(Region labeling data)
───

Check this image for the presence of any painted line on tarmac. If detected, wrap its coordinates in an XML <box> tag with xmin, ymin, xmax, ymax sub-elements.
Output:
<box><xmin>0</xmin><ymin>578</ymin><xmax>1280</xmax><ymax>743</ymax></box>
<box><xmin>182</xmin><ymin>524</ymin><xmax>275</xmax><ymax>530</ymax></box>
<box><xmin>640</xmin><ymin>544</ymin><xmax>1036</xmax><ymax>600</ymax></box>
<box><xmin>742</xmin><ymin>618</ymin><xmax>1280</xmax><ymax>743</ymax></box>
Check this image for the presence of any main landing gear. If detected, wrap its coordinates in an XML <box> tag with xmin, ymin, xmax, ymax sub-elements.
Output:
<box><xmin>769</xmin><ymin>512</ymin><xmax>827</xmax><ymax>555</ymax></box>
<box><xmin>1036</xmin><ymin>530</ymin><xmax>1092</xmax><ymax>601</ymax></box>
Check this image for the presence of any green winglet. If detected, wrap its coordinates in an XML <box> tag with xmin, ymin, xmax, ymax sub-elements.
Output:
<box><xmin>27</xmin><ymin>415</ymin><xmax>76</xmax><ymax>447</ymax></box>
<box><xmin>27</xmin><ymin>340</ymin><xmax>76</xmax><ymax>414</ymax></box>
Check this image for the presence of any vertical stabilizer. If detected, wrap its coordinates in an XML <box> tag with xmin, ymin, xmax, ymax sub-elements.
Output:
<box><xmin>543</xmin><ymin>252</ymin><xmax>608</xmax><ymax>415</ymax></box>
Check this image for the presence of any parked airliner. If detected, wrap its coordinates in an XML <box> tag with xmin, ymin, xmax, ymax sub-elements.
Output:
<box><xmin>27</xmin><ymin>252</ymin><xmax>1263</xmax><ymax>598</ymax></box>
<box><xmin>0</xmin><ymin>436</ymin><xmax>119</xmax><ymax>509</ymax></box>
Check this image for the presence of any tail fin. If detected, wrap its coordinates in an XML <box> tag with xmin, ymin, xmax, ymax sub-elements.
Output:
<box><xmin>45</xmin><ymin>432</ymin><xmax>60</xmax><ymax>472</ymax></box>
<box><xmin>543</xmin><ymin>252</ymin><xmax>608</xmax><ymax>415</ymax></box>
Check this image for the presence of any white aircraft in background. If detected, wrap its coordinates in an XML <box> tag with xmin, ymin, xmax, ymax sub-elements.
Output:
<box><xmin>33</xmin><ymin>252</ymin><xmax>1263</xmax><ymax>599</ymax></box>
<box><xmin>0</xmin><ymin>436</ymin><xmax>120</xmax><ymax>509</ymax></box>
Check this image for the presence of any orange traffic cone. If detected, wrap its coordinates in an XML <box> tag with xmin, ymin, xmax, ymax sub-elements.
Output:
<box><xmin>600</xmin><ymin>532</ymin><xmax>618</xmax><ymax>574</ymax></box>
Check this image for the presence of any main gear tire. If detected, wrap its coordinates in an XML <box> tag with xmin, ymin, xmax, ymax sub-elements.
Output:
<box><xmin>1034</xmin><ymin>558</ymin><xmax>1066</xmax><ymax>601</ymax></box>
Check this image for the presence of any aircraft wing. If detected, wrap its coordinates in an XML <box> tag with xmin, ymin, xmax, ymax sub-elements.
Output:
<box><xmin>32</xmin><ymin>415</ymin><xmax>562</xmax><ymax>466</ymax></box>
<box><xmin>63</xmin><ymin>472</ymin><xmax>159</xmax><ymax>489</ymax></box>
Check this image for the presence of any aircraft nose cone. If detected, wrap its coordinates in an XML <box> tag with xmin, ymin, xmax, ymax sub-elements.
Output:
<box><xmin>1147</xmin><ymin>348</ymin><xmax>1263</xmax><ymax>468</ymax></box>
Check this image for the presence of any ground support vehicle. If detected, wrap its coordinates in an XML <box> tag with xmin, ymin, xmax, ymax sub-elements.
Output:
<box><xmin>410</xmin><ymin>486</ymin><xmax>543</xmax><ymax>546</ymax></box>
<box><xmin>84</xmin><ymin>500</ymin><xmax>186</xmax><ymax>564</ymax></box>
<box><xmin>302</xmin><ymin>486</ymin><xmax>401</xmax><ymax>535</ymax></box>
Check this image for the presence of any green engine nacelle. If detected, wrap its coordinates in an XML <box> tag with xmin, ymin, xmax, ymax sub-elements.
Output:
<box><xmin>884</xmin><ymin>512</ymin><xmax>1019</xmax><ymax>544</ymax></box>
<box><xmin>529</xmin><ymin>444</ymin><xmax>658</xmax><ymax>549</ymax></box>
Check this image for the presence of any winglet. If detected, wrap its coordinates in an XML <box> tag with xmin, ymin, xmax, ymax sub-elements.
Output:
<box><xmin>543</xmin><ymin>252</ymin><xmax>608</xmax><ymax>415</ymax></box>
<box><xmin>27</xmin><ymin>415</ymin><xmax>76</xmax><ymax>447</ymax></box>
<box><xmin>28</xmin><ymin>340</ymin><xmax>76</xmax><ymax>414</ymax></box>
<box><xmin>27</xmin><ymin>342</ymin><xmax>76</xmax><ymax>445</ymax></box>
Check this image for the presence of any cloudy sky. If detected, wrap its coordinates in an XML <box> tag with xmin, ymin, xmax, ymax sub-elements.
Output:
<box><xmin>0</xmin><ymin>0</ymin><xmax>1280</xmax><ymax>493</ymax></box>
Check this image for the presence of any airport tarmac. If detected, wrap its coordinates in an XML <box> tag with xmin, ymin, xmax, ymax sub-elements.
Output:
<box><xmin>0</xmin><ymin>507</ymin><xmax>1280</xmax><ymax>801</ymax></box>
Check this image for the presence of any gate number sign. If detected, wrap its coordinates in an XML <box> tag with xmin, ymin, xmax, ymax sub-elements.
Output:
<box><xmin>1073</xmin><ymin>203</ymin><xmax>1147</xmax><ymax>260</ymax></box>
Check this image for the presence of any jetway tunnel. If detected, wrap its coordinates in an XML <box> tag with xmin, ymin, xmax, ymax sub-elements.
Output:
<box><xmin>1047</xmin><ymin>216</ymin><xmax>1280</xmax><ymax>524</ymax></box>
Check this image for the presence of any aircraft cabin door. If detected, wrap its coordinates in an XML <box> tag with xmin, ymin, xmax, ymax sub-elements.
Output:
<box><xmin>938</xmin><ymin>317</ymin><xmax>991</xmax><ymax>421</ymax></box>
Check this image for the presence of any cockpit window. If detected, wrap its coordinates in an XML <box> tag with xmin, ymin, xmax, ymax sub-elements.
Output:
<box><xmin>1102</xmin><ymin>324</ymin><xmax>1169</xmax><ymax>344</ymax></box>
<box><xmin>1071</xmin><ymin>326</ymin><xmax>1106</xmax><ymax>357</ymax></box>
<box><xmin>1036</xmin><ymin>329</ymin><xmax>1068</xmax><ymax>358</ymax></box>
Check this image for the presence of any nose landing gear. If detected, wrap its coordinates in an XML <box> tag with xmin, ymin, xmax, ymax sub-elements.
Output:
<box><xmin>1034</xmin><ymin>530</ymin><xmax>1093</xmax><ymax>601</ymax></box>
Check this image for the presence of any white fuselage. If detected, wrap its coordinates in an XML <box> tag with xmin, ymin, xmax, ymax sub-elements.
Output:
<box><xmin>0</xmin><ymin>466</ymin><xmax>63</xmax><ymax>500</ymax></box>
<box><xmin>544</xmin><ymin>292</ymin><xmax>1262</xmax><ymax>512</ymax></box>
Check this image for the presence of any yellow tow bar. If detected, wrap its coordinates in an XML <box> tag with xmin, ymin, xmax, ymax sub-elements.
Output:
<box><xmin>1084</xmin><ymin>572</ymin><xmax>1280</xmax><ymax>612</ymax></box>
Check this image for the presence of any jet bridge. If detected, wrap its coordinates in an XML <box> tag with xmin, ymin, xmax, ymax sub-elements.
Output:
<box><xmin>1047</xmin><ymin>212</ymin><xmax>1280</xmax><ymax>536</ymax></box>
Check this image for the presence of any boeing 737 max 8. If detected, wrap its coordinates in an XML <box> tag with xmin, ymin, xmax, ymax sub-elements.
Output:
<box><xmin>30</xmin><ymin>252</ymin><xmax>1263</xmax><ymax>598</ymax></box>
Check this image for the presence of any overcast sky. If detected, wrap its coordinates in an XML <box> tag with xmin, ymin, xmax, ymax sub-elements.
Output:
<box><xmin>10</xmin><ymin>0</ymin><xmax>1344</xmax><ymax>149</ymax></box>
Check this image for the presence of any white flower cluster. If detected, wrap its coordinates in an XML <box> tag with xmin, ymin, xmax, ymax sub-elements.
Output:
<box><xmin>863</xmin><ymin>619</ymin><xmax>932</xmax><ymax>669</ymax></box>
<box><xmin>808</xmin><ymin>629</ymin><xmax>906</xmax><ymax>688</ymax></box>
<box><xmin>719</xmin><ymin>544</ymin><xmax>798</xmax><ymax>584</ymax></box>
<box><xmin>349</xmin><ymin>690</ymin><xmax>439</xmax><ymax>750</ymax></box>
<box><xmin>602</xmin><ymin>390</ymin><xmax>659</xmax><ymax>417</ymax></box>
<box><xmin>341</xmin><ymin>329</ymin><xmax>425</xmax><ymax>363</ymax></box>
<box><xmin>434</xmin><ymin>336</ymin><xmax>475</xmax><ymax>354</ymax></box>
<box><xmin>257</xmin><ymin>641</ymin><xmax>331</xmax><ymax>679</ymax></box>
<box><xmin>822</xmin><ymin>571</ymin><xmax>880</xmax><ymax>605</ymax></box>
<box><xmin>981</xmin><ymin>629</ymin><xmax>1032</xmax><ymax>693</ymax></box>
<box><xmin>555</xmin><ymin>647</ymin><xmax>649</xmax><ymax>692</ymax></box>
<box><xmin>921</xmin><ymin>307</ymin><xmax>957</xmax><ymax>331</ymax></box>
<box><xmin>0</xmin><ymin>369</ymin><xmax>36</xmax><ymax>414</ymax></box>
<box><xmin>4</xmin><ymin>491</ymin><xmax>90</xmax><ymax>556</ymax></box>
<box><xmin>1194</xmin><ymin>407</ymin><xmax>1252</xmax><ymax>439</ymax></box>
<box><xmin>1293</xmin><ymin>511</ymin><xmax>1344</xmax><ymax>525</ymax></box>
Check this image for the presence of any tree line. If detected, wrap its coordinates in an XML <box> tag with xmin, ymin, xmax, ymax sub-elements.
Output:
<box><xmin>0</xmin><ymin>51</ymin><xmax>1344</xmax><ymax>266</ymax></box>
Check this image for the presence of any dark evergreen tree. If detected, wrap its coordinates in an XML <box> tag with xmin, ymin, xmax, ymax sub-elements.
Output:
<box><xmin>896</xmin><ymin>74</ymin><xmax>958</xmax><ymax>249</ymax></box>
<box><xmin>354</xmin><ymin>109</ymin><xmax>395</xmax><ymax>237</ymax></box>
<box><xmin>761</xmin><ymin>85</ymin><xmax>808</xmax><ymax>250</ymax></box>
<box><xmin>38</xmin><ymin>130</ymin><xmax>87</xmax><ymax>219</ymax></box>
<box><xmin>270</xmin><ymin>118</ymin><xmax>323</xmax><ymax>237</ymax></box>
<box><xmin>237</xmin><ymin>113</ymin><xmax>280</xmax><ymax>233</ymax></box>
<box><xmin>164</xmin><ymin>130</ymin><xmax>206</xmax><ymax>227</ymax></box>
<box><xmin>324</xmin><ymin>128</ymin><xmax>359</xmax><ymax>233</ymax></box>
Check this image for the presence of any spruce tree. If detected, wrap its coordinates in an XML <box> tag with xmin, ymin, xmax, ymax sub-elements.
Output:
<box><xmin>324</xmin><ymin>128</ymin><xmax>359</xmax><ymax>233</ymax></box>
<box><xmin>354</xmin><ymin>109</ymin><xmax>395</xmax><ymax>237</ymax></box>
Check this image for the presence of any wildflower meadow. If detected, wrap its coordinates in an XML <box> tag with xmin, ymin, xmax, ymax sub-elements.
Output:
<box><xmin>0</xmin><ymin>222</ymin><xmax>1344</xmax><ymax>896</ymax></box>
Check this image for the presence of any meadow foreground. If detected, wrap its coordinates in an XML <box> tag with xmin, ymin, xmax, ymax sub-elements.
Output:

───

§ What you should do
Filter the data above down to the lines that contain the string "tarmac", and copy each of those lines in full.

§ Written reply
Check this image for the presence of any painted line on tarmac. If detected, wrap its coordinates in an XML <box> tag with xmin, ymin, xmax, ymax sub-elements.
Check this image for the presence of any airport tarmac. If detected, wrap its coordinates in an XML <box> tag with xmin, ymin, xmax, ymax sub-elements.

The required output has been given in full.